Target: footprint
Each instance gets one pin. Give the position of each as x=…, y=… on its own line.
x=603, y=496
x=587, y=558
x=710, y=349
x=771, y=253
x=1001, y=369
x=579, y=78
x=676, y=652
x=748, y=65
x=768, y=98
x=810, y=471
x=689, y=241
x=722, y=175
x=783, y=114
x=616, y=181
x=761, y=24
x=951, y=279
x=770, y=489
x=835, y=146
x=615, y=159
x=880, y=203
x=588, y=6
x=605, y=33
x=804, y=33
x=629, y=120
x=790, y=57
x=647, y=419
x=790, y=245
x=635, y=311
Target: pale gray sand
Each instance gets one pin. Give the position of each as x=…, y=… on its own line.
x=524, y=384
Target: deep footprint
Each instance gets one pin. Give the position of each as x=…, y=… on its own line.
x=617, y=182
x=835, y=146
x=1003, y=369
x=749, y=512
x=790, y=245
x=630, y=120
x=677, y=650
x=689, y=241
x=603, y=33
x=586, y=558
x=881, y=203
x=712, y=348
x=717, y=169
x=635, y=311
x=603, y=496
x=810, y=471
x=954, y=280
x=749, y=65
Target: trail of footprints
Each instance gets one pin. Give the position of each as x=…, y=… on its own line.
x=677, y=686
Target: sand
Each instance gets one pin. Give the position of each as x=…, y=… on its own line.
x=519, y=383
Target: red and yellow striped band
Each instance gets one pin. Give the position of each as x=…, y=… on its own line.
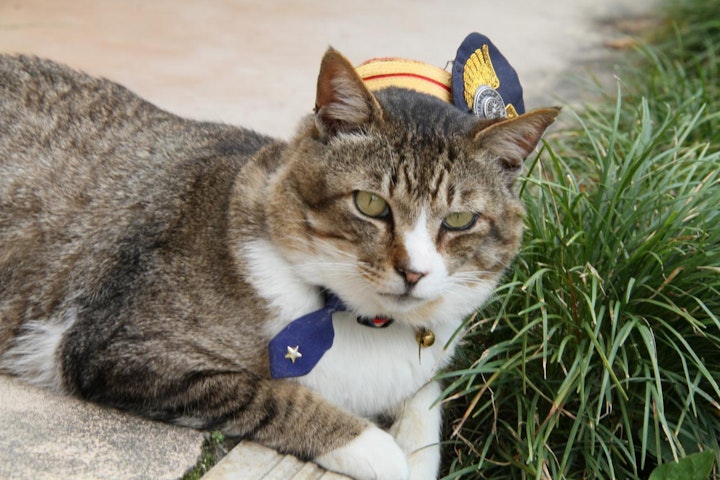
x=379, y=73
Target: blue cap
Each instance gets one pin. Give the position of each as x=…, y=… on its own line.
x=484, y=82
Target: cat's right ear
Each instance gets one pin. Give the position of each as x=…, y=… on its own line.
x=343, y=102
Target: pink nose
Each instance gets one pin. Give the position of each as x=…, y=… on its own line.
x=411, y=276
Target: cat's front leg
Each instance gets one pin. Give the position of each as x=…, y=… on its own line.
x=373, y=455
x=417, y=432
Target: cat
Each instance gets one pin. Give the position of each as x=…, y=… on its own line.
x=147, y=261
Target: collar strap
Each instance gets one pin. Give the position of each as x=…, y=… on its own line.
x=298, y=347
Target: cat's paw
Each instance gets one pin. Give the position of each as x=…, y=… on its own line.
x=373, y=455
x=424, y=463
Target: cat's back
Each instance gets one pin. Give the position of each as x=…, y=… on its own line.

^^^^

Task to carry out:
Update all the rows above by replacing every "instance" with "occurrence" and changing nothing else. Leave the pictures out.

Output for this task:
Target: footprint
Each occurrence gets one pin. Give the position of each as x=…, y=… on its own line.
x=603, y=496
x=587, y=558
x=710, y=349
x=771, y=253
x=1001, y=369
x=579, y=78
x=676, y=652
x=748, y=65
x=768, y=98
x=810, y=471
x=689, y=241
x=722, y=175
x=783, y=114
x=616, y=181
x=761, y=24
x=951, y=279
x=770, y=489
x=835, y=146
x=615, y=159
x=880, y=203
x=588, y=6
x=605, y=33
x=804, y=33
x=629, y=120
x=790, y=57
x=647, y=419
x=790, y=245
x=635, y=311
Target: pale gray sand
Each occurrence gets one pin. Give the position of each as x=…, y=… on its own line.
x=524, y=384
Target: deep footprint
Each occurrence gets one pin. Give the position of each as x=…, y=… on its own line.
x=617, y=182
x=835, y=146
x=1003, y=369
x=749, y=512
x=790, y=245
x=630, y=120
x=677, y=650
x=689, y=241
x=603, y=33
x=586, y=558
x=881, y=203
x=712, y=348
x=717, y=169
x=635, y=311
x=603, y=496
x=810, y=471
x=954, y=280
x=749, y=65
Target: trail of footprints
Each occurrence gets one pin. Give the position of each as x=…, y=… on its own line.
x=677, y=686
Target: sand
Each occurrence gets one pin. Give the position of each as x=…, y=… on its own line.
x=519, y=383
Target: red and yellow striped band
Each occurrence gets one pin. Give the position of each as x=…, y=… on its own line.
x=379, y=73
Target: blue cap
Each occurrence gets one pin. Give the position of each as x=…, y=… on its own line.
x=484, y=82
Target: cat's right ear
Each occurrence gets one pin. Give the position of each as x=…, y=… on its own line.
x=343, y=102
Target: pink nose
Each occurrence gets one pin. Give the position of each as x=…, y=… on its own line.
x=411, y=276
Target: cat's front leg
Each occurrence gets one pin. Give the position of each as x=…, y=… on its own line.
x=373, y=455
x=417, y=432
Target: cat
Each occurrence gets one pin. Give the position of each as x=…, y=… on its own line.
x=147, y=261
Target: collar strap
Each occurrence gets one pin. Give the position of each as x=…, y=… on its own line.
x=298, y=347
Target: cat's paw
Each occurrence gets one pin. Give the position of each as x=…, y=… on its own line.
x=373, y=455
x=424, y=463
Target: cat's back
Each occurrence gets one pin. Give the position of each as x=…, y=… on its own line.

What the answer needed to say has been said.